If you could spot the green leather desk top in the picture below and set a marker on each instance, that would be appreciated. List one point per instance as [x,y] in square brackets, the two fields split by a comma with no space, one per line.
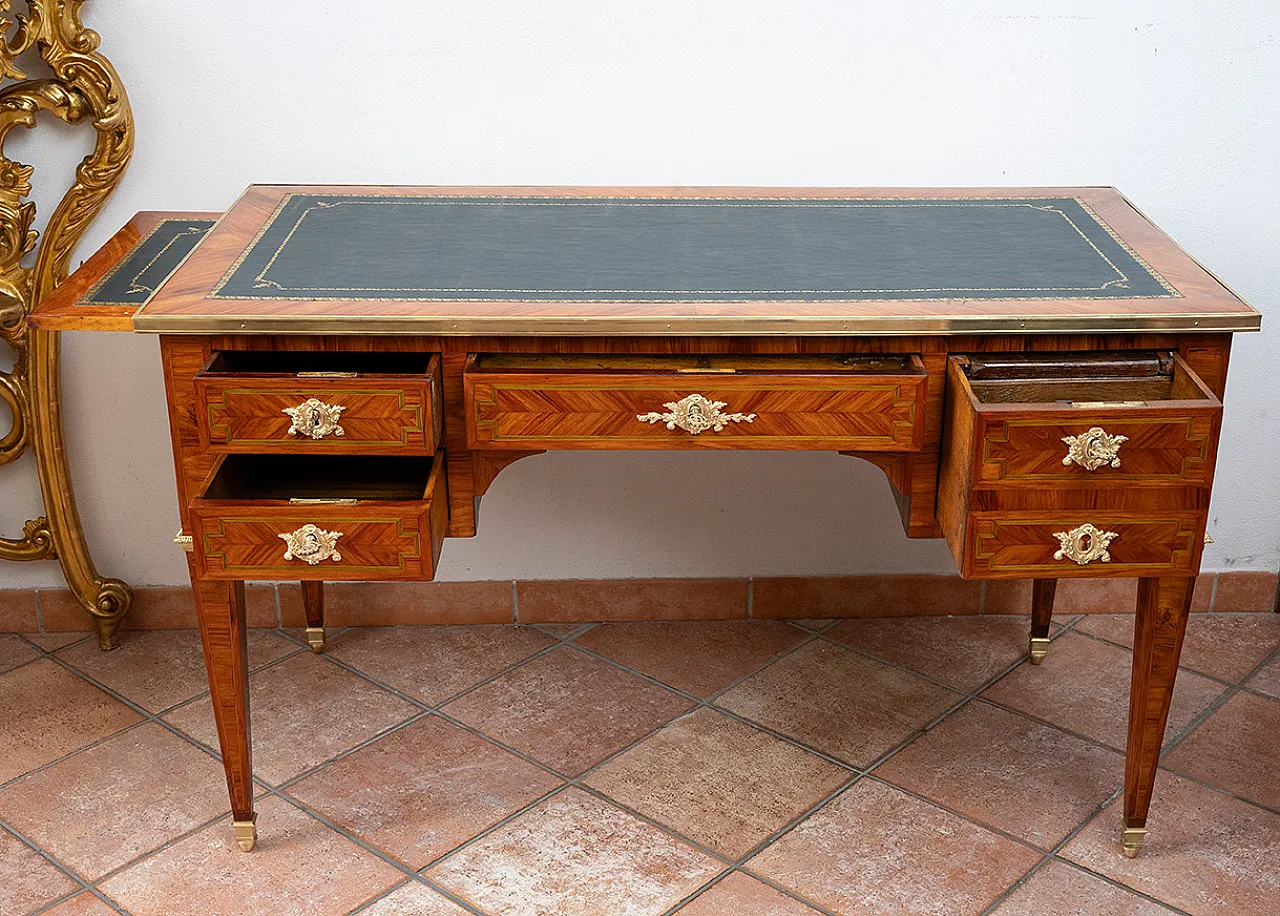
[675,261]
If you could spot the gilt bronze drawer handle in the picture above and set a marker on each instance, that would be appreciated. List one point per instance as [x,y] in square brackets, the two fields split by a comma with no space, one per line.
[311,544]
[1084,544]
[695,415]
[1093,449]
[315,418]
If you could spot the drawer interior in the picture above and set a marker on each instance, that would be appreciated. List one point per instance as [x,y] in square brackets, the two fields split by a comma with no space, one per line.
[316,363]
[320,477]
[693,365]
[1082,379]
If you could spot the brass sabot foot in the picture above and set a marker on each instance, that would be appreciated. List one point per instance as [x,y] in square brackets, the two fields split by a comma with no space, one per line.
[1133,838]
[246,833]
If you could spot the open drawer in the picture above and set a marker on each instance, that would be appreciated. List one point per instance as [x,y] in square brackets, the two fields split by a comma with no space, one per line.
[1077,465]
[528,402]
[320,402]
[321,517]
[1082,421]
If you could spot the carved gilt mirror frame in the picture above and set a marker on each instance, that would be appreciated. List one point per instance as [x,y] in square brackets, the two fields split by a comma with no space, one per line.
[83,88]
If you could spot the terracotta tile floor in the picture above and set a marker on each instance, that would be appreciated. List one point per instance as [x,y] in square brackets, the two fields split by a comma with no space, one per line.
[905,765]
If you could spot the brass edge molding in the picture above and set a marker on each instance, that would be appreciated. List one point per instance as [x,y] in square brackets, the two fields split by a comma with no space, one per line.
[694,325]
[83,88]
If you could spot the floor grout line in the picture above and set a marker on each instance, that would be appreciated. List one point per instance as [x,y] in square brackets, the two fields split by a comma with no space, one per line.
[856,773]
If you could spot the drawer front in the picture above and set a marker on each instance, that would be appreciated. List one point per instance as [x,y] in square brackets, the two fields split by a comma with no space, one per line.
[1083,544]
[864,413]
[1098,448]
[391,415]
[277,540]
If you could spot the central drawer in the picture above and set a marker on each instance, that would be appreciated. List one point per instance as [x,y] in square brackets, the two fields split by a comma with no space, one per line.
[735,402]
[320,517]
[319,402]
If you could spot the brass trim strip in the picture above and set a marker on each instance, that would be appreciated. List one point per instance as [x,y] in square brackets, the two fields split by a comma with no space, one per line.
[602,325]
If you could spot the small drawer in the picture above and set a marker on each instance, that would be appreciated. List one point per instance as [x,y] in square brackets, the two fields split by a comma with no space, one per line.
[320,402]
[854,403]
[1082,421]
[1082,544]
[1034,445]
[321,517]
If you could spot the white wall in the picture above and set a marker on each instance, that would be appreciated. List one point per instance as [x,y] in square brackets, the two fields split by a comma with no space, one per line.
[1171,101]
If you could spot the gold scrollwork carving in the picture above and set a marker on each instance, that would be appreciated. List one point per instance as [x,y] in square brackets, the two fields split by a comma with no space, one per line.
[695,413]
[315,418]
[1093,449]
[83,87]
[311,545]
[1084,544]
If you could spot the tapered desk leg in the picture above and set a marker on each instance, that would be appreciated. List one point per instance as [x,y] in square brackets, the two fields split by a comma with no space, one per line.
[220,607]
[312,603]
[1162,608]
[1042,614]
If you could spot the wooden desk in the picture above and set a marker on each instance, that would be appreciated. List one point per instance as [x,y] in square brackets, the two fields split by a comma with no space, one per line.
[1038,372]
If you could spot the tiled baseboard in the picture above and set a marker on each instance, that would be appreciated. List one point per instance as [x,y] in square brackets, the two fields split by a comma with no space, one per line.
[28,610]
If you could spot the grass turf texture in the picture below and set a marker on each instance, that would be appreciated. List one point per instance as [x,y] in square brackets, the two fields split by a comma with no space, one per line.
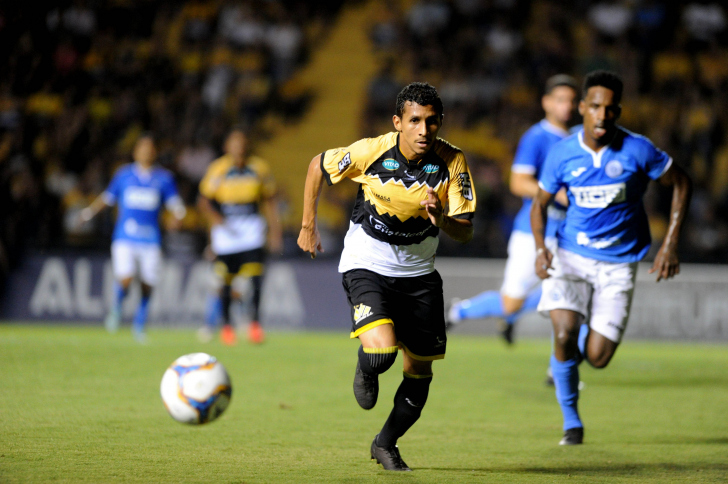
[80,405]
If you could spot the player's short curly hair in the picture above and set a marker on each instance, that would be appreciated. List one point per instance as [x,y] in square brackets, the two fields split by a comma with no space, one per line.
[608,79]
[421,93]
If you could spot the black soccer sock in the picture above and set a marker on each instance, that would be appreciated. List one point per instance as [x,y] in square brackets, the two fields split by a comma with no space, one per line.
[257,285]
[225,301]
[374,361]
[409,400]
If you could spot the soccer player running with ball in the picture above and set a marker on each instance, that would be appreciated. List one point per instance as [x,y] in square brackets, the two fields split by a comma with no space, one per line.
[521,289]
[412,186]
[589,280]
[139,190]
[236,196]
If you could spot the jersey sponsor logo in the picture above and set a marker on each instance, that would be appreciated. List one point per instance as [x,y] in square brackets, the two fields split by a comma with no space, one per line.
[583,239]
[578,171]
[384,228]
[345,162]
[599,196]
[467,187]
[613,169]
[381,197]
[141,198]
[361,311]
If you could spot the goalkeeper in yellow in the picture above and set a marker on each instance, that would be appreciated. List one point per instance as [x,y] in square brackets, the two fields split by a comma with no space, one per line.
[412,186]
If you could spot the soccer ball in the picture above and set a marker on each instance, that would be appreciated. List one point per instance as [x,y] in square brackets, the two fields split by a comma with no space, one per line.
[196,388]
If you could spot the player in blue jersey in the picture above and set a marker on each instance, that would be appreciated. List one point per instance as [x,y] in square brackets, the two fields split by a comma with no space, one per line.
[521,289]
[139,190]
[589,281]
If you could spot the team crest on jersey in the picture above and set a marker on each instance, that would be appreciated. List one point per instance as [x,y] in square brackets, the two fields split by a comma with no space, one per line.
[361,311]
[613,169]
[466,186]
[345,162]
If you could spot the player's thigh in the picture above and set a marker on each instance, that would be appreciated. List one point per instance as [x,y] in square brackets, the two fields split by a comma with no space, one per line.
[419,317]
[612,299]
[570,284]
[367,292]
[122,260]
[149,259]
[519,277]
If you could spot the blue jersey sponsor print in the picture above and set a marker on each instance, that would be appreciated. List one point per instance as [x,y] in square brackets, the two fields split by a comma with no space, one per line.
[606,219]
[530,155]
[139,197]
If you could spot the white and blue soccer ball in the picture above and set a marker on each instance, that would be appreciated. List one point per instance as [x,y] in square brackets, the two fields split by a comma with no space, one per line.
[196,389]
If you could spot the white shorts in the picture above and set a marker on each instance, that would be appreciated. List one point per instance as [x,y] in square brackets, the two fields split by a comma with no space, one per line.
[520,276]
[601,291]
[126,256]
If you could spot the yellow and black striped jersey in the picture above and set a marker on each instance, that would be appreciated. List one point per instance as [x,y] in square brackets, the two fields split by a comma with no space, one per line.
[237,193]
[387,207]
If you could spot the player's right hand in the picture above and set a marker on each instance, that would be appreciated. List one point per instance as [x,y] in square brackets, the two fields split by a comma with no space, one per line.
[309,240]
[543,262]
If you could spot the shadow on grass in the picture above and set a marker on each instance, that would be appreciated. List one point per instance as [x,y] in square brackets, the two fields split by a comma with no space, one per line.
[615,470]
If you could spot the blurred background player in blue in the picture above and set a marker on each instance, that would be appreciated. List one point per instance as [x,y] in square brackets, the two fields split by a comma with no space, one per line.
[236,197]
[521,289]
[139,190]
[589,281]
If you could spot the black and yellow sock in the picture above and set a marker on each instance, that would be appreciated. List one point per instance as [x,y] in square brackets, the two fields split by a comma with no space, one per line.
[374,361]
[409,400]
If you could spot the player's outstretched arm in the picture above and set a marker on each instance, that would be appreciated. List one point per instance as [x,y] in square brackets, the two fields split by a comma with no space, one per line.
[666,263]
[460,230]
[93,209]
[538,223]
[309,239]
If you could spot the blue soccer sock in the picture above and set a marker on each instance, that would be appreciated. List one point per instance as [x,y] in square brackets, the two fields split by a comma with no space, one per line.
[566,380]
[581,342]
[529,304]
[119,295]
[140,318]
[213,310]
[485,304]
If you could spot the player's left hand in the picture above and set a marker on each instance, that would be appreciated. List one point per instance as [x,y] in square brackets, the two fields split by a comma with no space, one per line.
[434,208]
[666,264]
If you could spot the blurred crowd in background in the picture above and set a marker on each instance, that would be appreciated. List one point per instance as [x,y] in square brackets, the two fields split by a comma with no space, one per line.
[80,80]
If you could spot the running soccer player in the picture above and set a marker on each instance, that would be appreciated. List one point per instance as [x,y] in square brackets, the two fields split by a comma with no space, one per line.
[139,190]
[236,196]
[412,186]
[521,289]
[589,281]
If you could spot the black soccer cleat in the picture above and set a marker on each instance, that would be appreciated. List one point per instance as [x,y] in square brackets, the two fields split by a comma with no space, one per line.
[573,436]
[389,457]
[366,388]
[506,331]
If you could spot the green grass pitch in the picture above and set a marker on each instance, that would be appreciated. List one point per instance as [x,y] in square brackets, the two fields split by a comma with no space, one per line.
[80,405]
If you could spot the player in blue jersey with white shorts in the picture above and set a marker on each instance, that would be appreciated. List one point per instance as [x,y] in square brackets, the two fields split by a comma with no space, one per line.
[139,190]
[589,281]
[521,289]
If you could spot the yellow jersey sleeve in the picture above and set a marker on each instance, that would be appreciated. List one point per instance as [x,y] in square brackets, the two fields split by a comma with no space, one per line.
[460,192]
[352,161]
[212,179]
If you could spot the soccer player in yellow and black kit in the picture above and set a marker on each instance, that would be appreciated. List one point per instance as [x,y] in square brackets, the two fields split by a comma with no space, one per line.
[236,196]
[408,179]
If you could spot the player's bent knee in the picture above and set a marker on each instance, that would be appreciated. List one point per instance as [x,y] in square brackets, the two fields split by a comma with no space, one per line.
[377,360]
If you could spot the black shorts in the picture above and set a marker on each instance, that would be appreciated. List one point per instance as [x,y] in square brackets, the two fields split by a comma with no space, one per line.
[245,264]
[414,305]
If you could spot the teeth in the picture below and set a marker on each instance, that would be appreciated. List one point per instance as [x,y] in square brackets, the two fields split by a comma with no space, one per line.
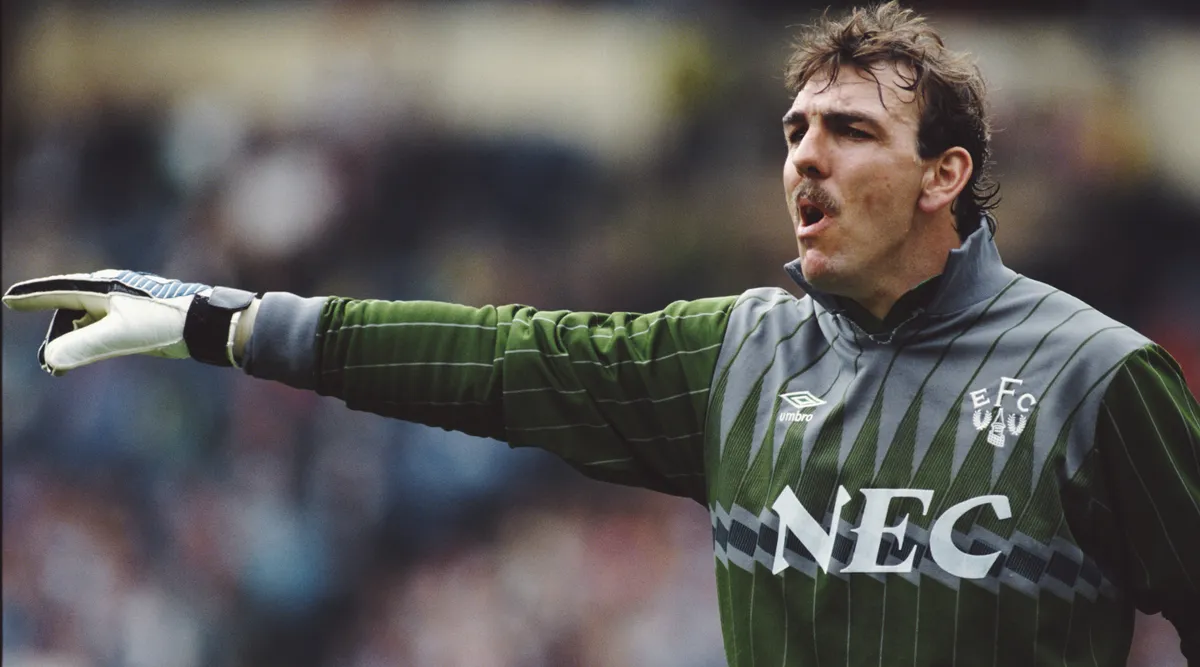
[811,215]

Short exercise » Beginning at the line with "If you could spot the yellow jersey", reproduce each line exactly through the last line of the records above, with pictures left out.

Solution below »
If you could spot the yellow jersey sleeve in the picture above and set a marker on each instance, that would be appreciated. List one point per instance as [x,y] in square brackets, the two fields split by a comma with no space, one per line.
[460,192]
[352,161]
[212,179]
If you could spot the soccer player in yellow and black kit in the picture above and set a marker on each instance, that would be appreciated. List one point per instance as [x,y] in square brackets, the two fields split by a comma with no space, one per line.
[236,196]
[408,179]
If you could spot the player's bent knee in the picture above and set a marker on each instance, that would be appreciated. List one point per instance as [x,y] in square brackets, the two fields split by a comma with no space, one per line.
[377,360]
If you could spot the black shorts in the picture above and set a marker on each instance, that would be appreciated. List one point per instance as [x,y] in square brackets, the two fields split by a comma with no space, one per line.
[245,264]
[414,305]
If you could spot the teeth in the picture below and set a marker on each instance, that would be appreciated. List one point per instance as [x,y] in square brackets, the two fields split by a comma with no space, one per line.
[811,215]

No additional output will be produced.